* **Directive**
Could you write out every line of the items below, leaving all other text unchanged but offsetting each bounding-box coordinate in the answers by adding 99?

* **Task material**
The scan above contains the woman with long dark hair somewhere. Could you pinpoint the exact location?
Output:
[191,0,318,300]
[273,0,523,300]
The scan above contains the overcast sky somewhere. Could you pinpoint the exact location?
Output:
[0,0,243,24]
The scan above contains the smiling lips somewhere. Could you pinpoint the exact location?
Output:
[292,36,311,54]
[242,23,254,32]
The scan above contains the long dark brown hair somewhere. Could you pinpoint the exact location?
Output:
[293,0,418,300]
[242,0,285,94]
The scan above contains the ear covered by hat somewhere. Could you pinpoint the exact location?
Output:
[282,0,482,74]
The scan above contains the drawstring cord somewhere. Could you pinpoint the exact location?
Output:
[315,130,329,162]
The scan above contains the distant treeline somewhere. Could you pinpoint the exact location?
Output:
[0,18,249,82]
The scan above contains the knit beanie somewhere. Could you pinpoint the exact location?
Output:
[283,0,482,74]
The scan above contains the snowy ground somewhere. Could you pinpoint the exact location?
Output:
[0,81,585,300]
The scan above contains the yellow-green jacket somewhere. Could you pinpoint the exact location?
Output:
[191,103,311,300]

* **Output for this exercise**
The scan above contains the woman with long dark hair somewhere. Could you pinpoint the exact location?
Output:
[290,99,417,399]
[372,99,622,399]
The scan above contains the overcast sky somewhere. Could you pinpoint the exact location?
Output:
[99,99,342,123]
The scan above contains the smiling lips somewhere. Could you pinpoint the exact location?
Output:
[391,135,410,153]
[341,122,353,131]
The scan above contains the long dark brown hair somewhere. Could you pinpoint the exact location?
Output:
[392,99,517,399]
[341,99,384,193]
The scan above contains the ear covered by hat somewhere. Could you pinpoint the exact location?
Output:
[381,99,581,173]
The scan above contains the drawstring cord somewhere. Could you pinpoint the exact location?
Output:
[414,229,428,261]
The scan above contains the distant treeline somewhere. Could you pinpoint the exact location?
Output:
[99,117,348,181]
The scan above contains the knit beanie somewhere. Could you pinpoint the exact location?
Output:
[382,99,581,173]
The scan above contains the snowy ground somewhere. Could you pinpoint the exact location?
Output:
[99,180,684,399]
The scan above contains the yellow-green jacket somewhere. Could you pinpoint the exact location?
Output:
[290,202,410,399]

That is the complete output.